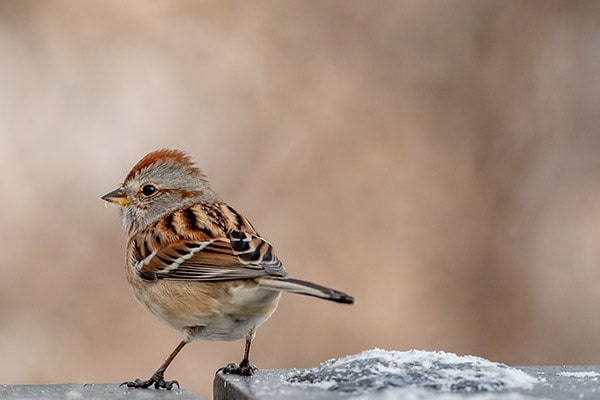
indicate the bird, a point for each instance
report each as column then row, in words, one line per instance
column 196, row 263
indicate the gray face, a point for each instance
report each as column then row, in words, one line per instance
column 160, row 188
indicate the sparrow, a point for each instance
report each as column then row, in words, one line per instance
column 196, row 263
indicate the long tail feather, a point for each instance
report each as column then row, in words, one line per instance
column 306, row 288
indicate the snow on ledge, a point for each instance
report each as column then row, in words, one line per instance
column 376, row 369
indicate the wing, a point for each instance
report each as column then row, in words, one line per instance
column 241, row 255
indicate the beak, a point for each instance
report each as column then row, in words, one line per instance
column 117, row 196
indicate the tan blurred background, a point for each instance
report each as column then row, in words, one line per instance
column 438, row 160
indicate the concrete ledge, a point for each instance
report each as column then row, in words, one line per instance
column 556, row 383
column 94, row 391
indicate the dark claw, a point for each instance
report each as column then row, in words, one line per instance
column 158, row 382
column 244, row 369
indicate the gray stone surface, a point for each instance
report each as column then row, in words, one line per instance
column 94, row 391
column 556, row 383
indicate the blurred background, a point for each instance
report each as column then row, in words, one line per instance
column 438, row 160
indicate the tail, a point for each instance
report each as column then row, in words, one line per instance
column 306, row 288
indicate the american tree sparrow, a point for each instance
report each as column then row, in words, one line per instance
column 196, row 263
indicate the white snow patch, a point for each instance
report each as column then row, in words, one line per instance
column 374, row 372
column 582, row 374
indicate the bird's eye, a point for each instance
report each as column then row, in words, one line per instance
column 148, row 190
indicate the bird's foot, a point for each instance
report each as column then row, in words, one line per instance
column 244, row 369
column 158, row 380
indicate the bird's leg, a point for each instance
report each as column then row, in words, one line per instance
column 158, row 378
column 245, row 368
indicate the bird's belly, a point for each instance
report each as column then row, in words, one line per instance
column 217, row 311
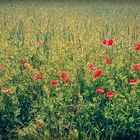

──────────────────────────────

- What you need to do
Go through the material above and return each line that holds the word "bird".

- The answer
indicate the bird, a point for each instance
indicate the bird's eye, a point for each instance
indicate the bird's foot, a point for each instance
indicate the bird's leg, a point for each instance
indicate the bird's belly, a point for each instance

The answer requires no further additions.